**Extrait de page**:
***

Monstre sacré de l’interprétation française, le comédien Michel Bouquet s’est éteint à 96 ans.
La voix grave et le visage faussement austères, tout le monde se souvient de sa prestation renversante de Mitterrand dans Le Promeneur du Champ de Mars de Robert Guédiguian, dont le mimétisme aura troublé jusqu’aux proches de l’ancien président français. Figure emblématique des planches comme des plateaux, le comédien qui aura interprété plus de 800 fois le roi Béranger 1er de Ionesco, était l’un des derniers représentants d’une génération née dans l’immédiat d’après guerre.
Le théâtre, qu’il découvre grâce à sa mère, fut dans un premier temps une distraction à la Seconde Guerre mondiale, puis le refuge expiatoire d’une enfance qu’il préfère oublier. Puis, c’est devenu une évidence pour le jeune homme qui préfère s’inventer des histoires au pensionnat plutôt que de se mêler à ses camarades, et enfin la passion de toute une vie.

***

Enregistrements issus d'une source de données
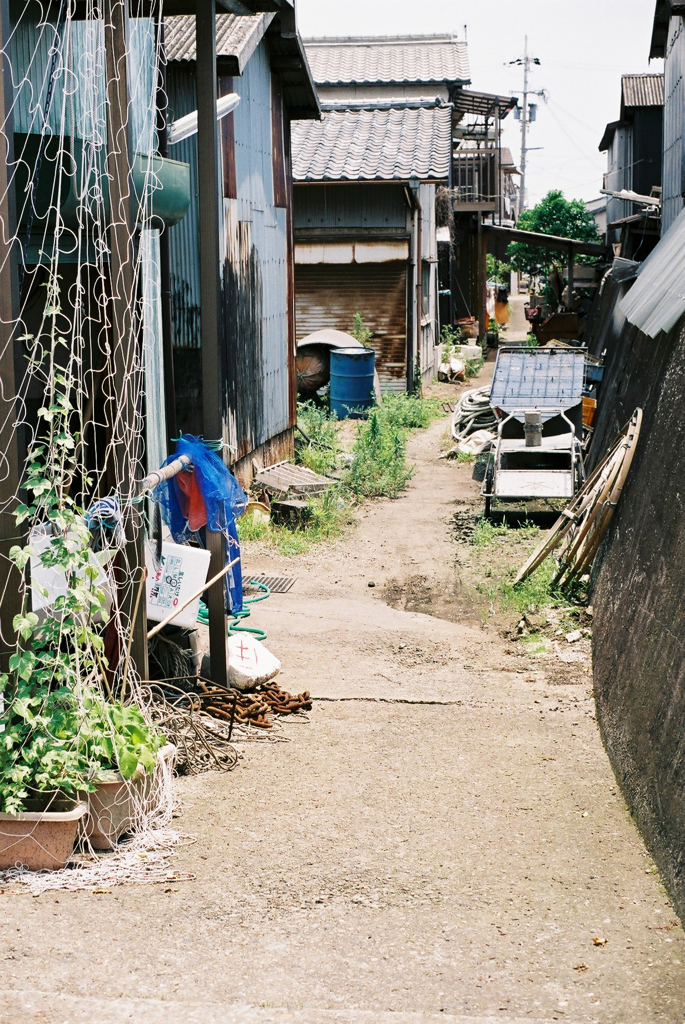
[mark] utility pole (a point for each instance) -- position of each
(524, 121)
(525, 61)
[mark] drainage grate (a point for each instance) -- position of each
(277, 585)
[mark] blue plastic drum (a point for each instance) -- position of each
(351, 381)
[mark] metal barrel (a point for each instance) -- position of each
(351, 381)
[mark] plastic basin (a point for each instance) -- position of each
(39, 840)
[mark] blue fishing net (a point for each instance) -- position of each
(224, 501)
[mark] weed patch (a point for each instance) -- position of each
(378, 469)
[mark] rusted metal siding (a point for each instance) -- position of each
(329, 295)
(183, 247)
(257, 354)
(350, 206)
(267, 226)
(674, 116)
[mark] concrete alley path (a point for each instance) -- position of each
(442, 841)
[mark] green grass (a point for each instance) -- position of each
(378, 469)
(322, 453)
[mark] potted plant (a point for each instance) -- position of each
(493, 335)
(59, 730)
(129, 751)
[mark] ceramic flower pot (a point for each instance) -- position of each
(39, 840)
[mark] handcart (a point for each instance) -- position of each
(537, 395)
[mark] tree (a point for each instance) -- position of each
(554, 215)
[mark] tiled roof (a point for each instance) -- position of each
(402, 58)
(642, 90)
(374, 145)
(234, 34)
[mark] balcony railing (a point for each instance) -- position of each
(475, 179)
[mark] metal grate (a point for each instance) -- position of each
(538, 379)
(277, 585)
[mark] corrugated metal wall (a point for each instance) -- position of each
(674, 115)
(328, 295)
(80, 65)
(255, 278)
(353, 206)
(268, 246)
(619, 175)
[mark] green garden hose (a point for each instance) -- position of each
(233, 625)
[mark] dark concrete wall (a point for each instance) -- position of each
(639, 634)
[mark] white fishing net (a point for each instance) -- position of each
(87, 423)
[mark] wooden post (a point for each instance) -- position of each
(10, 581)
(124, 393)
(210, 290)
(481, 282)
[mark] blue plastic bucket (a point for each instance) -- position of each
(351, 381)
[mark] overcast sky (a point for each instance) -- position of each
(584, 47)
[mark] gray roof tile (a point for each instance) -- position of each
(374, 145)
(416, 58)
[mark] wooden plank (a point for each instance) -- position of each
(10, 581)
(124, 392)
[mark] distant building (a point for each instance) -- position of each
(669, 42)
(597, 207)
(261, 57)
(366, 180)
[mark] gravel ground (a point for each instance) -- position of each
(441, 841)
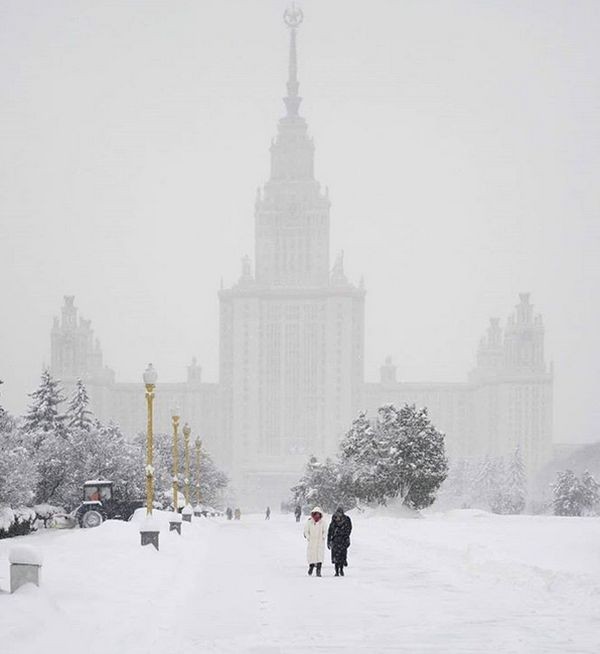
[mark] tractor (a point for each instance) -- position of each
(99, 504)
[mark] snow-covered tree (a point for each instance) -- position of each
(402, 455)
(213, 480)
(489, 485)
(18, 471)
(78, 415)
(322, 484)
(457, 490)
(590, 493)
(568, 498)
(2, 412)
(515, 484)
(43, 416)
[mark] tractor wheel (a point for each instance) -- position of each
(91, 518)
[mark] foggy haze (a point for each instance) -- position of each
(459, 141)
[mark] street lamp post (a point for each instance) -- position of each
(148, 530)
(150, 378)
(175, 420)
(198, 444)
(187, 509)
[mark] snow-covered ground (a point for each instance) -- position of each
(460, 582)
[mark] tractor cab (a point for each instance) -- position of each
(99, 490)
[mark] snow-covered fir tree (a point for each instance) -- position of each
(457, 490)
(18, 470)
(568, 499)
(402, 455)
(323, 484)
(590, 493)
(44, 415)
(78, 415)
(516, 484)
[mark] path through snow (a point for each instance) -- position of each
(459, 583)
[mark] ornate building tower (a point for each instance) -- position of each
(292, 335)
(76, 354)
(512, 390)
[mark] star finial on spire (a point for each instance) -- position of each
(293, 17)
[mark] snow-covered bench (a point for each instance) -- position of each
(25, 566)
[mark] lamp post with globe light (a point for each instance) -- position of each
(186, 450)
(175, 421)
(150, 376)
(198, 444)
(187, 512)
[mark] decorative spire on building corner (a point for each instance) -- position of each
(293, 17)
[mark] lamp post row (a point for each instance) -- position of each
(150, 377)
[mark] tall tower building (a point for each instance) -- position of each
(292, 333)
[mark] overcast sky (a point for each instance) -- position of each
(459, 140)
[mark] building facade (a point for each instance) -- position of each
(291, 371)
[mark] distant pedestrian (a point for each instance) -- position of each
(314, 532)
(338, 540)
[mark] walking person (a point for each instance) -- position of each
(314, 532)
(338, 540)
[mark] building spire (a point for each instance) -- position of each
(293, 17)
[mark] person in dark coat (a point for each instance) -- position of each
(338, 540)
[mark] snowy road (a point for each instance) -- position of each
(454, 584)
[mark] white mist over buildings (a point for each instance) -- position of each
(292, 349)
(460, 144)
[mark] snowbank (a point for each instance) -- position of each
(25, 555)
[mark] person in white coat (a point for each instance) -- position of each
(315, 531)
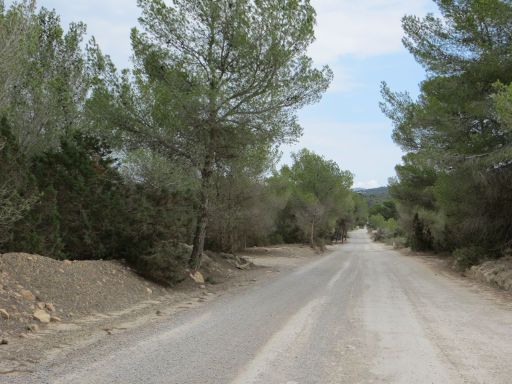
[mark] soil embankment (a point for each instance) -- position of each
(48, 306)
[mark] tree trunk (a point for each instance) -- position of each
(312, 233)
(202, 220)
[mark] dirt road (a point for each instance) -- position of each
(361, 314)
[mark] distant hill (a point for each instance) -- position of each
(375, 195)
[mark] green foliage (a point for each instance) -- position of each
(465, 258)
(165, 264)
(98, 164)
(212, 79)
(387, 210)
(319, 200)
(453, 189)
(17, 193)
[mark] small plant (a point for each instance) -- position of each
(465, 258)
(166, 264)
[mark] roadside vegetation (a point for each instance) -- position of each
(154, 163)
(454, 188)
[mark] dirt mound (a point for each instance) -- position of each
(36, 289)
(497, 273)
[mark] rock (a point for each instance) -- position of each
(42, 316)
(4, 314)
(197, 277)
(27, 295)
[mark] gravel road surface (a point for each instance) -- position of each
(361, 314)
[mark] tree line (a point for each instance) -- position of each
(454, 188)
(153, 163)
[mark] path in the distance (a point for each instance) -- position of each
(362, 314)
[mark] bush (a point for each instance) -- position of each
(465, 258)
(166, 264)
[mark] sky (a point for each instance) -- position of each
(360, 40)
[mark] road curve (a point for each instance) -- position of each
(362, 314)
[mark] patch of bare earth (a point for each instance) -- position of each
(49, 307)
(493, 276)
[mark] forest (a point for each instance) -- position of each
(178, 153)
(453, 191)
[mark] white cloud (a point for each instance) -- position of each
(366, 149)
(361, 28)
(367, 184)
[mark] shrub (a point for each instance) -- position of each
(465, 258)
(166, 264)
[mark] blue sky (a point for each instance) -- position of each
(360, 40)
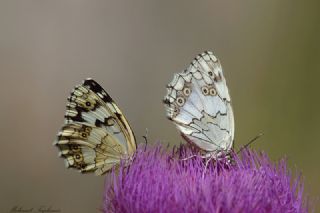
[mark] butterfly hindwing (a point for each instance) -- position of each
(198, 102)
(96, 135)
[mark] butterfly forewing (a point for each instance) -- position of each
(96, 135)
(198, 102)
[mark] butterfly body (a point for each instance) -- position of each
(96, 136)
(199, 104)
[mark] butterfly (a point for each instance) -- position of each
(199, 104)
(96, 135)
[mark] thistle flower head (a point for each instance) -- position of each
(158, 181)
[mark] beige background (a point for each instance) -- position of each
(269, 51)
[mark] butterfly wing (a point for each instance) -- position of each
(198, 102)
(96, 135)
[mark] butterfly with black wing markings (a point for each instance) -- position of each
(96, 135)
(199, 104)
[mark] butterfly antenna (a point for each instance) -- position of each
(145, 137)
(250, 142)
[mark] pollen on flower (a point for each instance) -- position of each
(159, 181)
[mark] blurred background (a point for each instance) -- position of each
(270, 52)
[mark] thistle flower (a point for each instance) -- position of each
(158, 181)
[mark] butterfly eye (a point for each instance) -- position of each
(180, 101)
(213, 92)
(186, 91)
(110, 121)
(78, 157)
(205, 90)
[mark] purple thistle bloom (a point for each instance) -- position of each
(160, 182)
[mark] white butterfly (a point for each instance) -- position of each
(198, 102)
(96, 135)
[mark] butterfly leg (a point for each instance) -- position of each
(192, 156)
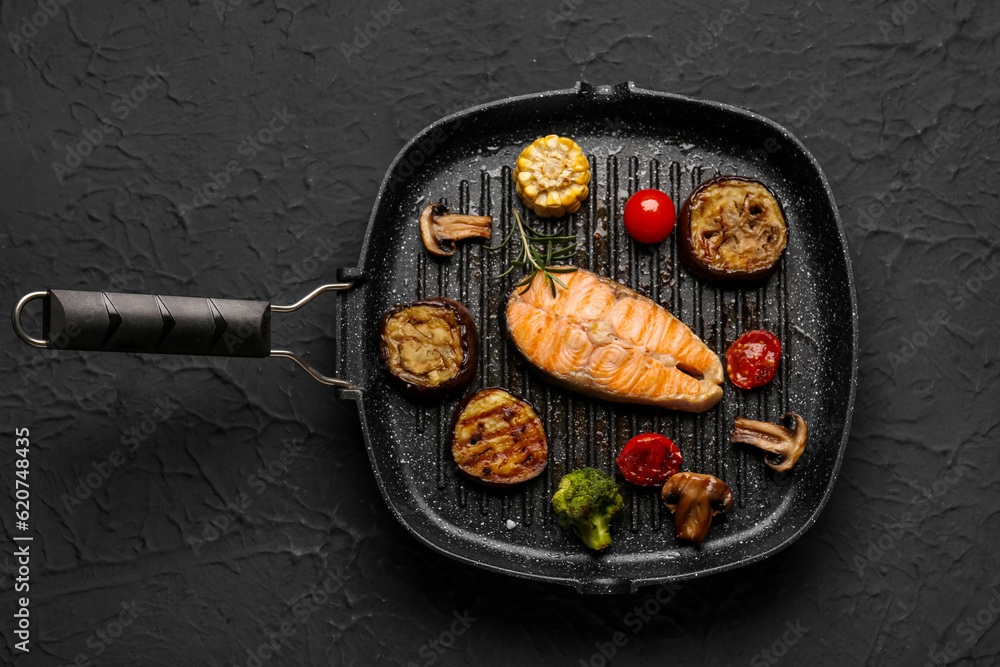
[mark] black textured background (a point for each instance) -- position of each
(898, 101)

***

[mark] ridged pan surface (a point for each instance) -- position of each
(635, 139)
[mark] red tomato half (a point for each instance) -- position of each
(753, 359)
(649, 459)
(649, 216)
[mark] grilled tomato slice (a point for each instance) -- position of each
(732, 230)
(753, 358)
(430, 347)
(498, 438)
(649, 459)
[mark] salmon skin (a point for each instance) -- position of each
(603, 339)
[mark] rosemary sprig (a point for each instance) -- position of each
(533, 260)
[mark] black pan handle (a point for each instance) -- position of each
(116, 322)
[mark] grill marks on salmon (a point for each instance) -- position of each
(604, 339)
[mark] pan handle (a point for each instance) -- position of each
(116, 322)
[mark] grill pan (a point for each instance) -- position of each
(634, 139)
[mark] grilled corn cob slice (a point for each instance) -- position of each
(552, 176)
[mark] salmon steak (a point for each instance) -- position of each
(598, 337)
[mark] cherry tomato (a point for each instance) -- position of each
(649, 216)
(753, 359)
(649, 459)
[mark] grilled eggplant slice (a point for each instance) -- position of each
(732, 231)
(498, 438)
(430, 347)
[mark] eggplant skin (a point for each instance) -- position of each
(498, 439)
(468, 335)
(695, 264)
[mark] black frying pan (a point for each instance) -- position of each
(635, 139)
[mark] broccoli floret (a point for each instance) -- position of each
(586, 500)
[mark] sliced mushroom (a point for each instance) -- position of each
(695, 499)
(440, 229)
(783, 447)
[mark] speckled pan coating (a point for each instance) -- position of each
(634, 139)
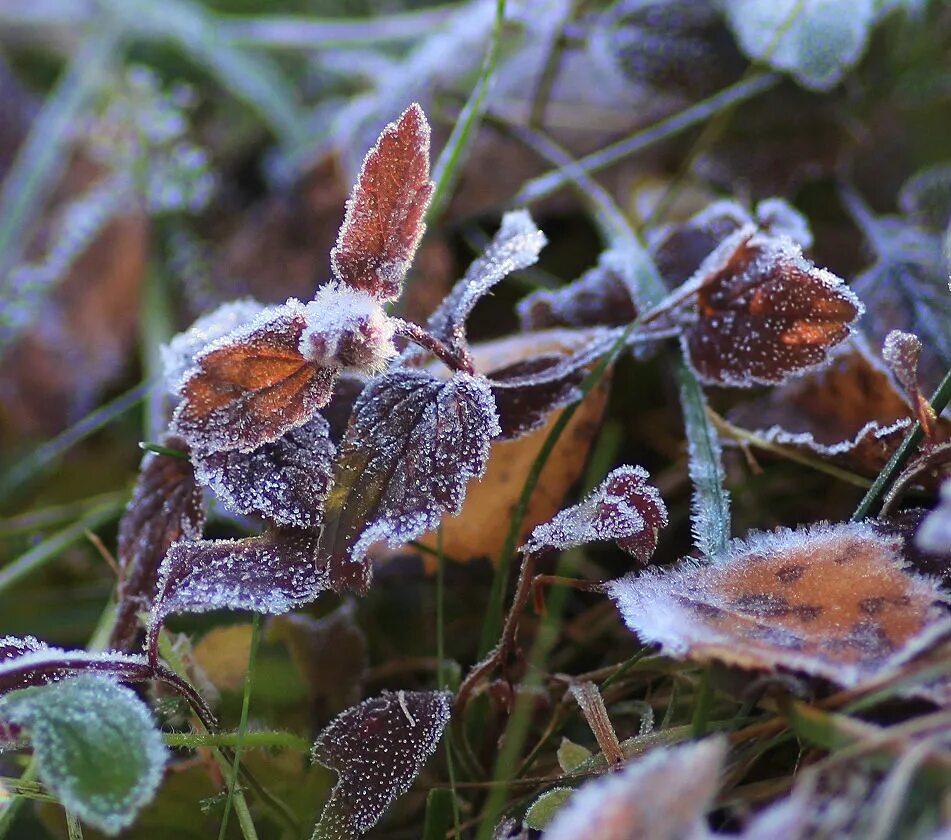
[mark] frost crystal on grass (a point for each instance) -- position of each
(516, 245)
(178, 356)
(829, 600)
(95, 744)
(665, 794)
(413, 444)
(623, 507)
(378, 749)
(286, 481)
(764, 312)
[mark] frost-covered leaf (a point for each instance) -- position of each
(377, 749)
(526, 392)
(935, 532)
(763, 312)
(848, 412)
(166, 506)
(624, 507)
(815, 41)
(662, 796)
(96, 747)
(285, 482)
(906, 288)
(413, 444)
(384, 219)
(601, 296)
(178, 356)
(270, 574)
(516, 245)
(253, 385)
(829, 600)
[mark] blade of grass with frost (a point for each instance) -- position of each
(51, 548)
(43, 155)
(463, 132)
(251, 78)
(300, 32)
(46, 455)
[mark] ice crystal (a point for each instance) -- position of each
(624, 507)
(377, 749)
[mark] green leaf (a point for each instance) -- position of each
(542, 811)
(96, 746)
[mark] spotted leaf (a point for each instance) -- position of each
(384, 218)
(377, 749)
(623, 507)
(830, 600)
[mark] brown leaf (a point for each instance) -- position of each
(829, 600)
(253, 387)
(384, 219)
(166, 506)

***

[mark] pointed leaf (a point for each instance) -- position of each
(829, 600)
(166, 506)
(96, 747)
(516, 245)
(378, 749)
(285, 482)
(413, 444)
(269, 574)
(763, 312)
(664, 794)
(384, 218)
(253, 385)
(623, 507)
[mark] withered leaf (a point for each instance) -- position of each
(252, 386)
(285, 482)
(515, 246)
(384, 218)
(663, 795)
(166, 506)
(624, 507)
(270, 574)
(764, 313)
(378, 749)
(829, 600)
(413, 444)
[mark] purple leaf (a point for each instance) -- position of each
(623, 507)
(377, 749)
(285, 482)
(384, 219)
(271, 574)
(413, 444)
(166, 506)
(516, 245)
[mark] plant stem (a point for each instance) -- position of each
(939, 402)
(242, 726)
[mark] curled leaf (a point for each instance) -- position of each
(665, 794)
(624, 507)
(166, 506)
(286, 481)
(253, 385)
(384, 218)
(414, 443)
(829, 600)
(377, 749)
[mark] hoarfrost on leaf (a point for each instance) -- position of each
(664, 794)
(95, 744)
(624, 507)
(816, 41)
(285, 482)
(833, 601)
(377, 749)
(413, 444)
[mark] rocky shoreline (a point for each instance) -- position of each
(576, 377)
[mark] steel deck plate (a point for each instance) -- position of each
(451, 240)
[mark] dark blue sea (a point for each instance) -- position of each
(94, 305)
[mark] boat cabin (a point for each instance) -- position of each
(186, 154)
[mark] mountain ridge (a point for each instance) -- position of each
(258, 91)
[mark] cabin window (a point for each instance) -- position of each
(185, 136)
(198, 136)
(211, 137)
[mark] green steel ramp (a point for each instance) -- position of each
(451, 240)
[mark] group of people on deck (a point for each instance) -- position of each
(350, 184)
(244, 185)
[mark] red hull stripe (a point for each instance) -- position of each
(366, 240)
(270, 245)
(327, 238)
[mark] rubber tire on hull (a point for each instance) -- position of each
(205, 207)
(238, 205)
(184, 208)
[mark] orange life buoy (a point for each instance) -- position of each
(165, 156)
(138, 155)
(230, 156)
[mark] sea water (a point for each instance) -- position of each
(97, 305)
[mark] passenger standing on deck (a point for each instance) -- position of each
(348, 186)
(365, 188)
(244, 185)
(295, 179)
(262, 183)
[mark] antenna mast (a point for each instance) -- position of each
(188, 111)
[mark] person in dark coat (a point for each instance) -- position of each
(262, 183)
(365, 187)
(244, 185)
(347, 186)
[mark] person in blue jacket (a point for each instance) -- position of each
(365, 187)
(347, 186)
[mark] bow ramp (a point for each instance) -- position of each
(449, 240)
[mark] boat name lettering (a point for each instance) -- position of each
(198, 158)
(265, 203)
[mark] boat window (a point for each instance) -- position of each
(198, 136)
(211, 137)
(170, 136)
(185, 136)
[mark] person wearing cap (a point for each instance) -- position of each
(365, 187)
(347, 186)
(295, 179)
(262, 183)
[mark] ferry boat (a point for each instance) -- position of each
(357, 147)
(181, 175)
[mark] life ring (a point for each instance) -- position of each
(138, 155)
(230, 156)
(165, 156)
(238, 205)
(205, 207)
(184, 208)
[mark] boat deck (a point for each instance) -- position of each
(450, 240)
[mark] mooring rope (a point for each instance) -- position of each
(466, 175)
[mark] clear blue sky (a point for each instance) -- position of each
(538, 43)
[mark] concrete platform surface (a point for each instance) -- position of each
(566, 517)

***

**Objectif**: Renvoyez mot pour mot tout ce qui, dans l'extrait sur Michel Bouquet, va de « Le théâtre, qu’il » jusqu'à « toute une vie. ». Ces enregistrements proviennent d'une source distincte.

**Solution rédigée**:
Le théâtre, qu’il découvre grâce à sa mère, fut dans un premier temps une distraction à la Seconde Guerre mondiale, puis le refuge expiatoire d’une enfance qu’il préfère oublier. Puis, c’est devenu une évidence pour le jeune homme qui préfère s’inventer des histoires au pensionnat plutôt que de se mêler à ses camarades, et enfin la passion de toute une vie.